### What this task involves
Identify each line below that contains the word "trunk" with the same capitalization, and copy every such line.

------------------------------

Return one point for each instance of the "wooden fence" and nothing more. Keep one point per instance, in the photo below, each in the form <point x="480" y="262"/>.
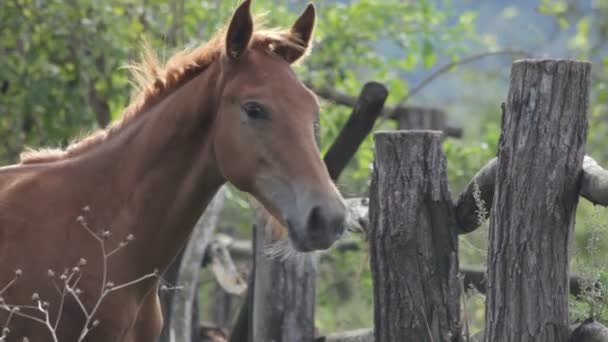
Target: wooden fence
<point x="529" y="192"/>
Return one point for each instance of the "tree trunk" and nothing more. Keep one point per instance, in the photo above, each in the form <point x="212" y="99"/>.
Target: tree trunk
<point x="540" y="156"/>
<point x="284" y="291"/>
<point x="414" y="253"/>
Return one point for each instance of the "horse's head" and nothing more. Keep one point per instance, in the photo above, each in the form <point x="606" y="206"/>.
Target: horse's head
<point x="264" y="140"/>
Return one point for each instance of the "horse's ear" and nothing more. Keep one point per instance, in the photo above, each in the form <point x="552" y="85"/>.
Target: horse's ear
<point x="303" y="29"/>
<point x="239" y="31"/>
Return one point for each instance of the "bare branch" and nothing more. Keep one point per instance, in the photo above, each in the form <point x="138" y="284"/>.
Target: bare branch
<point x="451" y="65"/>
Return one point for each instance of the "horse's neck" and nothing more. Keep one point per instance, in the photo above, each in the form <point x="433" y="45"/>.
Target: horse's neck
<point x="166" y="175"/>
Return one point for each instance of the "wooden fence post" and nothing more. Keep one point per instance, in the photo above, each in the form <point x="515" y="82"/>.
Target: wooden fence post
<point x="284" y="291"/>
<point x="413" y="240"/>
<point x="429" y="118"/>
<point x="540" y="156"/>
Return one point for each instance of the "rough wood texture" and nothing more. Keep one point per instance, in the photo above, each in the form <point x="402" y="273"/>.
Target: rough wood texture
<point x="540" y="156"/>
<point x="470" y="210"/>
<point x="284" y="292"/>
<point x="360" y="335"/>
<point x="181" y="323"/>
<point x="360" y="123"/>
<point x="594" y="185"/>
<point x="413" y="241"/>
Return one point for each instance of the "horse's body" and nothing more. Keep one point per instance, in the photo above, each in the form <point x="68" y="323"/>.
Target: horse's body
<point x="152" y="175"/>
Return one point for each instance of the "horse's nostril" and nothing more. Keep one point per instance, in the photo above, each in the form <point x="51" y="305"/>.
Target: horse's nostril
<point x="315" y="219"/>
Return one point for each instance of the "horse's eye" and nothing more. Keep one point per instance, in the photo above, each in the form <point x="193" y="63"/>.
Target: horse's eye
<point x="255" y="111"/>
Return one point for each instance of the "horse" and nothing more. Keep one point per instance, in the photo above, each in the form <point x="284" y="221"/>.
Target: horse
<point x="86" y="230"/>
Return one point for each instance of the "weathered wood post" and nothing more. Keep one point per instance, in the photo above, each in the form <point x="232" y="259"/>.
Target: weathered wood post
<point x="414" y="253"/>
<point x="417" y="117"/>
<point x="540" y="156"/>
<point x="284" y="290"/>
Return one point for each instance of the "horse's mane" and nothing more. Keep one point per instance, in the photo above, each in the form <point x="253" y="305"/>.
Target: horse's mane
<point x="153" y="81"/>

------------------------------

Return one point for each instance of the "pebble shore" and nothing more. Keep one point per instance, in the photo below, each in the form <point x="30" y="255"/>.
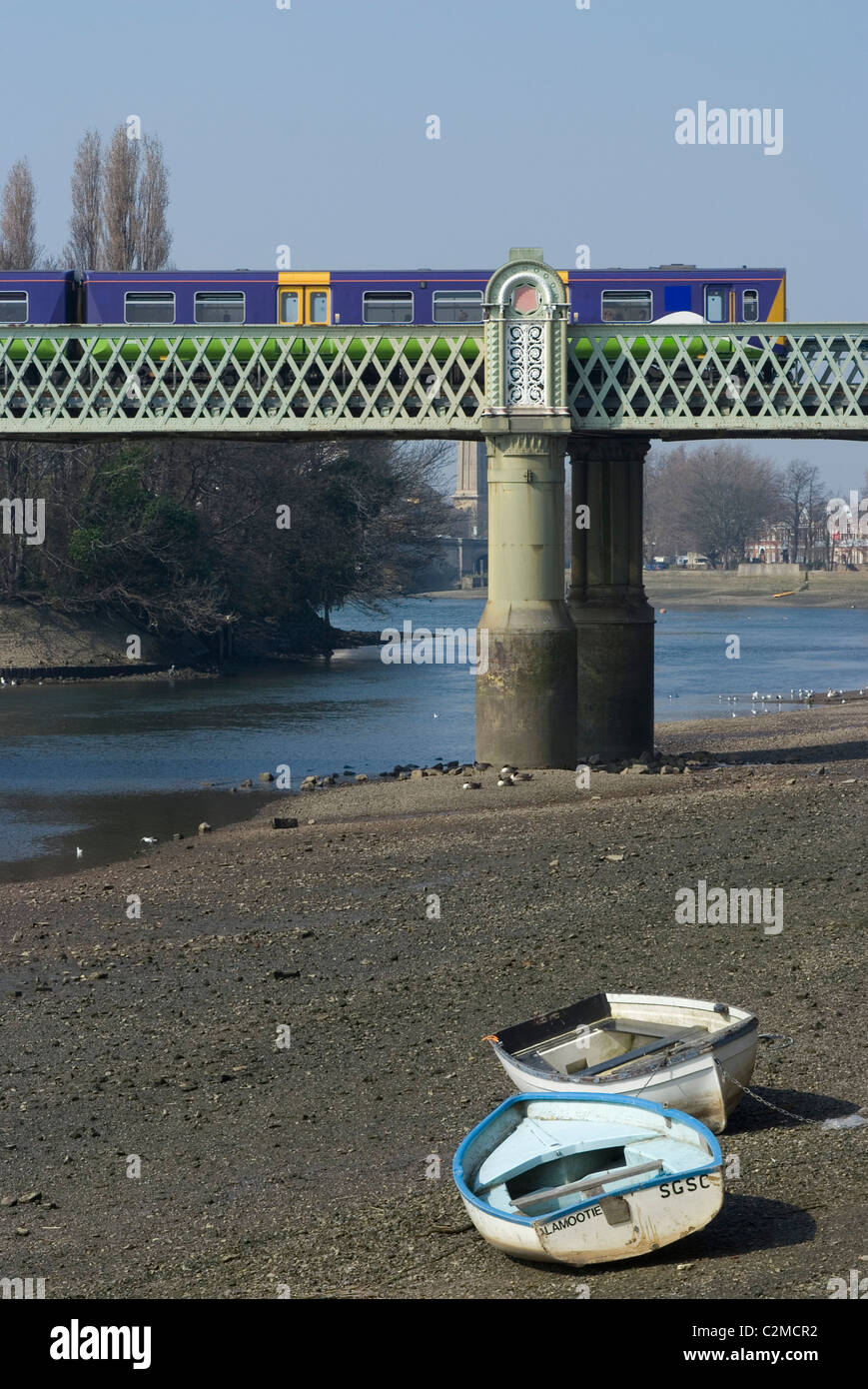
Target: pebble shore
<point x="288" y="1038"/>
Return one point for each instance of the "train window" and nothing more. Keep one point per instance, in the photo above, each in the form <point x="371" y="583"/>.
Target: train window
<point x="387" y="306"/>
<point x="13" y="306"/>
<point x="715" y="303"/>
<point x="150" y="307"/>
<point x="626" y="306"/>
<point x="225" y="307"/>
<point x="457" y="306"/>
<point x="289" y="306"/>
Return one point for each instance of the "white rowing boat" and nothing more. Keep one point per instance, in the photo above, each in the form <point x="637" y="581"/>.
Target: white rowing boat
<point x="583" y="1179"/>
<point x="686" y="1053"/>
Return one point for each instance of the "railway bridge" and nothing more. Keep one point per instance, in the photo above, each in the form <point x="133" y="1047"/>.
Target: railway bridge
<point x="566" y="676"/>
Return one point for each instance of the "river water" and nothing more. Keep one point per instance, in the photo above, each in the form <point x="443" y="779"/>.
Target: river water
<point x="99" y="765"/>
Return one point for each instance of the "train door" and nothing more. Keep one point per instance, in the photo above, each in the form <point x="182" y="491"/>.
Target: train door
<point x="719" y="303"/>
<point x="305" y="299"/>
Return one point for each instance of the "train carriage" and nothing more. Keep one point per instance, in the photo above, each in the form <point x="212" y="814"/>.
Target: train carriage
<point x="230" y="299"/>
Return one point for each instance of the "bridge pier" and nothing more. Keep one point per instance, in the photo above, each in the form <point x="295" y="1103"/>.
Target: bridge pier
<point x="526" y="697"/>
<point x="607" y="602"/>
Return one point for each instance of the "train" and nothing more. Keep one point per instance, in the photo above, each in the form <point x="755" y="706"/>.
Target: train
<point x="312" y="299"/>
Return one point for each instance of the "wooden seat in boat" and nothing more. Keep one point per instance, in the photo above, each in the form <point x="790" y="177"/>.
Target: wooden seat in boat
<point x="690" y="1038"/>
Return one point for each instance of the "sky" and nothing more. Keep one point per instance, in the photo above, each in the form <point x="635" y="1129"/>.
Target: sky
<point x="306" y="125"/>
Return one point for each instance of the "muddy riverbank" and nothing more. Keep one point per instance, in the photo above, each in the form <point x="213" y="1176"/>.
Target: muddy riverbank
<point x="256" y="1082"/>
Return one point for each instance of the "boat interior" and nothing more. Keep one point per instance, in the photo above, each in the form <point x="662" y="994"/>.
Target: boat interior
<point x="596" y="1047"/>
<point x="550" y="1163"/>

------------------------------

### Response below
Return one point for each instance of the "tree trunk" and nothing more. Keep one point per instance, in the photo above, each in the form <point x="212" y="99"/>.
Target: tree trunk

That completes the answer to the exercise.